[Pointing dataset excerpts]
--------------------
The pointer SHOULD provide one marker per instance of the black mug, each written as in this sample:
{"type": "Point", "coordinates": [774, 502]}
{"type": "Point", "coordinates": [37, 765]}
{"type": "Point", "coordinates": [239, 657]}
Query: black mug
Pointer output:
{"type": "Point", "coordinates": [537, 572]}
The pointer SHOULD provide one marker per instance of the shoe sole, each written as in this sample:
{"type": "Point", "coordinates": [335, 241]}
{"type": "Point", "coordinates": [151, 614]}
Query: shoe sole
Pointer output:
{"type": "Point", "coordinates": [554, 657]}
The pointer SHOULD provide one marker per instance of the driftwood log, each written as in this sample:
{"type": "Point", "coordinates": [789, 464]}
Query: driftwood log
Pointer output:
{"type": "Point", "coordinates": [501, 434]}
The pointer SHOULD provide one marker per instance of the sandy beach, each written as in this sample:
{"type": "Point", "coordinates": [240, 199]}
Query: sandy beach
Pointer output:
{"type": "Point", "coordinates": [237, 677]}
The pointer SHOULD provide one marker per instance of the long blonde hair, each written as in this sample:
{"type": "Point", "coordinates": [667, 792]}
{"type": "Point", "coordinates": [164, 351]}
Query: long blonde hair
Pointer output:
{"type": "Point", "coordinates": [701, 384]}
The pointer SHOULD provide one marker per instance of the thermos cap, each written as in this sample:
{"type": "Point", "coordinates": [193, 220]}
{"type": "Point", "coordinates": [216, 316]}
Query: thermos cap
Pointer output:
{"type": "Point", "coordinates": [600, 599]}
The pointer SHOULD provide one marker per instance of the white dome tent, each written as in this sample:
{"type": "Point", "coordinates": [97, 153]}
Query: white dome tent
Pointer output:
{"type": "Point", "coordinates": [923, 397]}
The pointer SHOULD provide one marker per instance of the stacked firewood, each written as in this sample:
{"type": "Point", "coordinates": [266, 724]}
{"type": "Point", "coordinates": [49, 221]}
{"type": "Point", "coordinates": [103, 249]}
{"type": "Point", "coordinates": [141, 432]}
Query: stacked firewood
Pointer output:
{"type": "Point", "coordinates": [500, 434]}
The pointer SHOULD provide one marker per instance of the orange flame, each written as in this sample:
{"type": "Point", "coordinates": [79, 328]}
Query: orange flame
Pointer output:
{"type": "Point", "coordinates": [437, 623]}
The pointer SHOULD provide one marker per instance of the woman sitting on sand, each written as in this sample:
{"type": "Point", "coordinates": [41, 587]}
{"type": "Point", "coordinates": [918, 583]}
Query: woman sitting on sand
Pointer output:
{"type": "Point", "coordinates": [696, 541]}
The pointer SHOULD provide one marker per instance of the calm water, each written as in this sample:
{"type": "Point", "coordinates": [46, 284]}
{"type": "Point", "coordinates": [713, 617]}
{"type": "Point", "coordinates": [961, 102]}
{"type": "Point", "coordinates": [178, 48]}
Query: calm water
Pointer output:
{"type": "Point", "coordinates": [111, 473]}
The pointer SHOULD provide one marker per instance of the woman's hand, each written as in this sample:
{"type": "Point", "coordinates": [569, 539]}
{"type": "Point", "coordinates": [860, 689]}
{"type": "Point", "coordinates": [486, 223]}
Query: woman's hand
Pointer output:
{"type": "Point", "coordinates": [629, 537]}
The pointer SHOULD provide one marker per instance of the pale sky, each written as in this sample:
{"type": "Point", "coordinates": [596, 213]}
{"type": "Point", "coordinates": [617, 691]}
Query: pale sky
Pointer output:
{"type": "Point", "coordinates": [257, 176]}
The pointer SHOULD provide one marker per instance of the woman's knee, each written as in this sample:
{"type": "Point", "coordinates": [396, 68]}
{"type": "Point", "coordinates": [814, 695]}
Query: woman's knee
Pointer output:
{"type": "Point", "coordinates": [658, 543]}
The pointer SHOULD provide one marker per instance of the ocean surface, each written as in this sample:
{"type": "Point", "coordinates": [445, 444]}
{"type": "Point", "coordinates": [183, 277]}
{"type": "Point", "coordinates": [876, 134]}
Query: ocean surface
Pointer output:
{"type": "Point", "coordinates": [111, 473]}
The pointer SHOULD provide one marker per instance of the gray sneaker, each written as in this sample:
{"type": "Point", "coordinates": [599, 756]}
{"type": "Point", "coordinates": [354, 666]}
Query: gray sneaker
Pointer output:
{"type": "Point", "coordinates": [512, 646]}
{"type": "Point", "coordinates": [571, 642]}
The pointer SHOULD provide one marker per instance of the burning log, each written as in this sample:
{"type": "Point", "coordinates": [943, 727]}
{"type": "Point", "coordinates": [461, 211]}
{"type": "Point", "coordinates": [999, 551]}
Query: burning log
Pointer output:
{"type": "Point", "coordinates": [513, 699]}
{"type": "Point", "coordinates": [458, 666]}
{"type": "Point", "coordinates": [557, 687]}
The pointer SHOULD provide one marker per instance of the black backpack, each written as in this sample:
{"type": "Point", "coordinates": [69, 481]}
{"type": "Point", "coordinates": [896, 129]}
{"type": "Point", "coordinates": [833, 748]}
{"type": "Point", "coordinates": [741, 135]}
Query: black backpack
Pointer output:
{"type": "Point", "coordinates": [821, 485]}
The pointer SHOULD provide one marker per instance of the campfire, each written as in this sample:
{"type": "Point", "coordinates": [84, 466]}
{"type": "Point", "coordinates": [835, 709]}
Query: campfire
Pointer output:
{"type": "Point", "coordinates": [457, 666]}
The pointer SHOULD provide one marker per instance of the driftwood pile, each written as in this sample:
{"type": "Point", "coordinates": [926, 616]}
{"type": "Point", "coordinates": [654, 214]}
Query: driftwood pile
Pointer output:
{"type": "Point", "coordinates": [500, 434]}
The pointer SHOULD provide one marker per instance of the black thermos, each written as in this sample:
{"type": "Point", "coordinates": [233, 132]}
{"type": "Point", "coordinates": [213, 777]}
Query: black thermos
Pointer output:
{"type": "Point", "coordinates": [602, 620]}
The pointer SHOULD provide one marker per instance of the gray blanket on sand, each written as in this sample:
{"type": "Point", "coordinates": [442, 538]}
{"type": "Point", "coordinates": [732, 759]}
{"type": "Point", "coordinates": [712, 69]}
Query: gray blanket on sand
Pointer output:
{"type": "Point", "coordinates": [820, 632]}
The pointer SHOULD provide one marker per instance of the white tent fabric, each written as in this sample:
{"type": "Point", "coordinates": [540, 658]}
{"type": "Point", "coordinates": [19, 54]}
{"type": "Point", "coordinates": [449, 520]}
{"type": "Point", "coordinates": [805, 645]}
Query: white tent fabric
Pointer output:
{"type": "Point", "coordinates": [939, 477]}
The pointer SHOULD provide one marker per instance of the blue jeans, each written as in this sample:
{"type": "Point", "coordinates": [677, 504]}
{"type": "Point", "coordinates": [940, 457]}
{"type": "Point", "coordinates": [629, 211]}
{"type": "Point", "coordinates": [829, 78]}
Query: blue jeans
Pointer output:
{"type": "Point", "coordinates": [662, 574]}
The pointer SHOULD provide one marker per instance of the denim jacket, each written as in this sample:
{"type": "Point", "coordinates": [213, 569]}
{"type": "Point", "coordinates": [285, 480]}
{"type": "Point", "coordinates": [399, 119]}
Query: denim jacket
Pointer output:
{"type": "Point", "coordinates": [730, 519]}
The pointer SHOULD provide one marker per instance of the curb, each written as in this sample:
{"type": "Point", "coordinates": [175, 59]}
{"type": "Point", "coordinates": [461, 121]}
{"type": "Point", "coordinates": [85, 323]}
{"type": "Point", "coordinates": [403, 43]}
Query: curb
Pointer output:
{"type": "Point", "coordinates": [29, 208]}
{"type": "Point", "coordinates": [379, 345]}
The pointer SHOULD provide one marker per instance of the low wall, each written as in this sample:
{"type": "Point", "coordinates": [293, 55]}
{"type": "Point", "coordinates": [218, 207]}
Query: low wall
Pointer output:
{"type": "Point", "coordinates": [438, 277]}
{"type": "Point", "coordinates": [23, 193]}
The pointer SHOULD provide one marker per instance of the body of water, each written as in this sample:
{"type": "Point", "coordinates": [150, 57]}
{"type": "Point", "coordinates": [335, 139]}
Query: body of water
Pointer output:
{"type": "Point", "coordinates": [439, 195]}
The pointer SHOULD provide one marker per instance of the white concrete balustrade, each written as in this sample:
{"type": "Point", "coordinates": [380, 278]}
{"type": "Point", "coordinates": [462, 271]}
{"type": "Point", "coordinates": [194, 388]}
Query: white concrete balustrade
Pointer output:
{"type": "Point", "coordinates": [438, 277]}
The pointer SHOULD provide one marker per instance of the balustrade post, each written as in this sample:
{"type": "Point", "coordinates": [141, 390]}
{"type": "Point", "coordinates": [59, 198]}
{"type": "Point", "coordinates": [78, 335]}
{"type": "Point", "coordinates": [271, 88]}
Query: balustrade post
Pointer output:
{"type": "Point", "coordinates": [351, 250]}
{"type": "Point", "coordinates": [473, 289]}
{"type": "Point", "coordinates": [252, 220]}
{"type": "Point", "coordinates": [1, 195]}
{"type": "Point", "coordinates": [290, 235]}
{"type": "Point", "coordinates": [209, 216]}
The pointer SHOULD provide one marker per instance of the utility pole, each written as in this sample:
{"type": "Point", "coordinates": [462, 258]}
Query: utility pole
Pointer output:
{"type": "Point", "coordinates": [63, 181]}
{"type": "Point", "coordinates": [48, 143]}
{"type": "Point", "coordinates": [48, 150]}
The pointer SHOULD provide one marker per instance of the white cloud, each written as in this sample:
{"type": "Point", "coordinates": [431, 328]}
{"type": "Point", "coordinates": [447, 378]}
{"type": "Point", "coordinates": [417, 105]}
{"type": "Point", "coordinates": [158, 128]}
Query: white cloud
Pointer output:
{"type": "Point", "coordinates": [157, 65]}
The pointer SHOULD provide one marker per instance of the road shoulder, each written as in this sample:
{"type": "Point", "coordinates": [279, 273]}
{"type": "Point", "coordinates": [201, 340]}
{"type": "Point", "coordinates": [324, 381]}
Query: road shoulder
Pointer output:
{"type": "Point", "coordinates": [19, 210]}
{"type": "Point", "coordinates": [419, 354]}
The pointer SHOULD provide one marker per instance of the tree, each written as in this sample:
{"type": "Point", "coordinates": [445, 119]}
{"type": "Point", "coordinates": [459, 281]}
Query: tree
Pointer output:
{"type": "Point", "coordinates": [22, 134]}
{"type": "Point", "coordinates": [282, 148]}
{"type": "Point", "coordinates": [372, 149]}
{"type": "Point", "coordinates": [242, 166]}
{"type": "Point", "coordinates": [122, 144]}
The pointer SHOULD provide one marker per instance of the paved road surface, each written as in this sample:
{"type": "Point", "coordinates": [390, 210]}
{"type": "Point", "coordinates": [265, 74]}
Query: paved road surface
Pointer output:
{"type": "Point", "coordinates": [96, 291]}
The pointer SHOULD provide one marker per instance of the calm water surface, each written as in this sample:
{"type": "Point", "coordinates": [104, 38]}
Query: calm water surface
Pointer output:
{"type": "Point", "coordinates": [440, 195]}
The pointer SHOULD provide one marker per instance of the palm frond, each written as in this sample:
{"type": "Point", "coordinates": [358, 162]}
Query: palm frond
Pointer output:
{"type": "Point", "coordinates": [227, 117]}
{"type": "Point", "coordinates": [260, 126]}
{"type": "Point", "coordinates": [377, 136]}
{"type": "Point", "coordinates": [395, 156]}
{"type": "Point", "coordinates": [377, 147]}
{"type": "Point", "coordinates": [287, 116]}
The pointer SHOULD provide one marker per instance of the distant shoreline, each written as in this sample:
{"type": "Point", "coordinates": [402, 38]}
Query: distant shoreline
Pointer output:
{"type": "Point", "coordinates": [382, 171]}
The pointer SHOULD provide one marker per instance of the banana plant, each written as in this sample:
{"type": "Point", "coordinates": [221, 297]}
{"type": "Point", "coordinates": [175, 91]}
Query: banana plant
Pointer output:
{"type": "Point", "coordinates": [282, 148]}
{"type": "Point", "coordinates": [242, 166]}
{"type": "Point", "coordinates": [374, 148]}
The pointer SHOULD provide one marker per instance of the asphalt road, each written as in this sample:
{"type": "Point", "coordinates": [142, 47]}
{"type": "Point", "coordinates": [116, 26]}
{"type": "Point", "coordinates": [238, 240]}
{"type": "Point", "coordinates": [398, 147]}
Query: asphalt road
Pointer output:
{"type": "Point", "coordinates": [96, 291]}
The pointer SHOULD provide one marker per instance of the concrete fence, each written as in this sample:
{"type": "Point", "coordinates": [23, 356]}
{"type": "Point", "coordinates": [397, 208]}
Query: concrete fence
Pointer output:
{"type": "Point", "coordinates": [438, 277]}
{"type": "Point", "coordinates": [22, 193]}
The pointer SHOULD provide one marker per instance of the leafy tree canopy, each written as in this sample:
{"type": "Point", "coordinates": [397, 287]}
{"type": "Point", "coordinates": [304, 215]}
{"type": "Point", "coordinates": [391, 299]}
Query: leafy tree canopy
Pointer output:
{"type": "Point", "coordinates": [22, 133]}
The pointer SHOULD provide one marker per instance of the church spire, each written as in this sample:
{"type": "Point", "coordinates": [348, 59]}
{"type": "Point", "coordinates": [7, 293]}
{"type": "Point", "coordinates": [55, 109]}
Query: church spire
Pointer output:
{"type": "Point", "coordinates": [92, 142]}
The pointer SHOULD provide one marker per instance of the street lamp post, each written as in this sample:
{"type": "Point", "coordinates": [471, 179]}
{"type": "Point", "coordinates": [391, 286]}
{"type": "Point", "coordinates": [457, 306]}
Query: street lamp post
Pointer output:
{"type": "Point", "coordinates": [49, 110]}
--------------------
Convert everything in the records from the line containing "The pointer SHOULD provide one marker per instance of the street" down to the end into a Markdown table with columns n and Line, one row per line and blank lines left out.

| n | Line |
|---|---|
| 1 | The pointer SHOULD provide one marker per instance of the street lamp post, each written as in this sample: |
| 2 | {"type": "Point", "coordinates": [471, 179]} |
| 3 | {"type": "Point", "coordinates": [391, 286]} |
| 4 | {"type": "Point", "coordinates": [457, 306]} |
| 5 | Query: street lamp post |
| 6 | Pointer output: |
| 7 | {"type": "Point", "coordinates": [49, 110]} |